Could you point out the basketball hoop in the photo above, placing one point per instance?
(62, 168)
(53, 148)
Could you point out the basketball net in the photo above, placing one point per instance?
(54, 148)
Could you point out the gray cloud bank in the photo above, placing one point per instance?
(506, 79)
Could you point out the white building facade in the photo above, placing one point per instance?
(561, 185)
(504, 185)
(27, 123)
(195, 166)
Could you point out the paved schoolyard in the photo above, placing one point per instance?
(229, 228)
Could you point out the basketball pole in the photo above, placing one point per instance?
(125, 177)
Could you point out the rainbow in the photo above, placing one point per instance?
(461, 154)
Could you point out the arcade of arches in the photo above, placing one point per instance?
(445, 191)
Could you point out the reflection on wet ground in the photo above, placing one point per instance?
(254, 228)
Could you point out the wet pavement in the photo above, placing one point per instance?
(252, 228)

= = = =

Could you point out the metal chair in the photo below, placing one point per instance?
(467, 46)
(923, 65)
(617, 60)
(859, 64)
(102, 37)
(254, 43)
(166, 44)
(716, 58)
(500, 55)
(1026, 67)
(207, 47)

= = = =

> [TASK REQUIREMENTS]
State how many lines in the records contain the string "photo", treating uppercase and lowercase as distinct. Give only the number.

> [RESPONSE]
11